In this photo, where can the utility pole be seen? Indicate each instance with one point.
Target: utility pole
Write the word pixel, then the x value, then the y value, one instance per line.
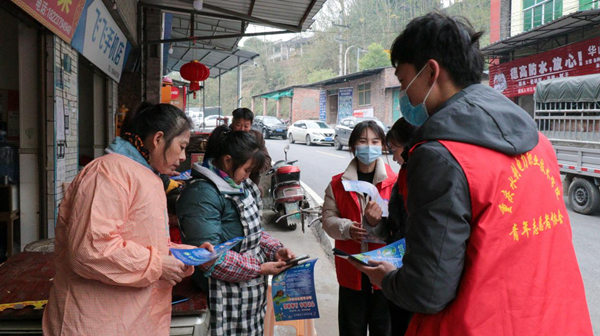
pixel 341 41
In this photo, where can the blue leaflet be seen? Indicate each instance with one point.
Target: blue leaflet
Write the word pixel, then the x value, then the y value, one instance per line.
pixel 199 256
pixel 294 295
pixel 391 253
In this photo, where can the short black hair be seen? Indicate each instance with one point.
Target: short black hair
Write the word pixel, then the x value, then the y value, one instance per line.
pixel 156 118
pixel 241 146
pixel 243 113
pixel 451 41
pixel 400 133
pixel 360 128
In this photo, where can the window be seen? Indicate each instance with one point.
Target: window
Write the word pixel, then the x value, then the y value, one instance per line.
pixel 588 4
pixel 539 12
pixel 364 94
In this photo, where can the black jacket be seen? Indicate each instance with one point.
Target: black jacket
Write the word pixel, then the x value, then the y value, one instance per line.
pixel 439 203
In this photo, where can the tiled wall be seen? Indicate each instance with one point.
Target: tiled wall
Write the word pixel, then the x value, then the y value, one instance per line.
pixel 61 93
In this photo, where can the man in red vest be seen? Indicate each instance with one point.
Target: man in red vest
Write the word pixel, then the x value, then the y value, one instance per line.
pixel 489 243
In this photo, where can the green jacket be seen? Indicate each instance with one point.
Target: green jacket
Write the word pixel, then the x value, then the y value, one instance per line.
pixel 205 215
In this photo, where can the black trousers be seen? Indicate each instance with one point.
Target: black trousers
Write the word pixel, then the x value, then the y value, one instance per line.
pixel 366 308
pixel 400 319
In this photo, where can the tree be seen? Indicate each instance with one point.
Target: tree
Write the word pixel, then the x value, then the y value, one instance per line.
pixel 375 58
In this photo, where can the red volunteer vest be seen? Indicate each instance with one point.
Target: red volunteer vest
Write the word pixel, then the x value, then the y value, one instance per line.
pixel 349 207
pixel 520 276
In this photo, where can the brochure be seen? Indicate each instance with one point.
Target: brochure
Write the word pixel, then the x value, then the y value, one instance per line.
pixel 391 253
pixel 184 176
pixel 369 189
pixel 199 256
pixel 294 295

※

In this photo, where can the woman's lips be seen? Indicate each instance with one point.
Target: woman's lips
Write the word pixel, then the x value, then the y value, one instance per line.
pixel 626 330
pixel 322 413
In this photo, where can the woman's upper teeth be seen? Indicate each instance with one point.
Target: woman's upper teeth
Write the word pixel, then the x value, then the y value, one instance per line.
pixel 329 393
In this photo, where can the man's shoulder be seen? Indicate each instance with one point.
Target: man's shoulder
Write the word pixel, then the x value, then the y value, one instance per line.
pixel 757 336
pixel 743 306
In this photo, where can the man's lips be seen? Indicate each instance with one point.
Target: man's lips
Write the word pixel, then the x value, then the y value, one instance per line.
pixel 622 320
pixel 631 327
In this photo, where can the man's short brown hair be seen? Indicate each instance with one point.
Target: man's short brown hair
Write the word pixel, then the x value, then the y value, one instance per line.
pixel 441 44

※

== WORK REQUIRED ==
Arrange the data starting at the line containing "In this photo, where can the black jacket" and ending at the line containing "pixel 400 319" as a two-column CSV with the headers input and output. Give one row per item, with its wording under input and its answer under output, and put each field in quotation marks with line breaks replaced by spaces.

== REPLY TO THE TASK ==
input,output
"In this photo, where can the black jacket be seen? Indicate each instance with one point. Target: black jacket Write the word pixel, then the x value, then the y value, one instance per line.","pixel 439 203"
"In this photo, where can the tiled wall be seen? Indicate each instance with one point. Target: tiled wall Write the word pixel, then the x value, then the y value, one instance per line.","pixel 61 93"
"In this photo, where can the man in red vest be seen? Indicate each instance with one point. Target: man in red vest Write the word pixel, then the x value, then the y value, one instance per line.","pixel 489 243"
"In this photo, where can the green jacket be seen? Indicate each instance with one point. Target: green jacket Write the word pixel, then the x value, then the y value, one instance per line.","pixel 205 215"
"In this photo, where can the black trousers be seen? Indicate each instance with one point. Target: black trousers Write the word pixel, then the x value, then the y value, one instance per line.","pixel 366 308 pixel 400 319"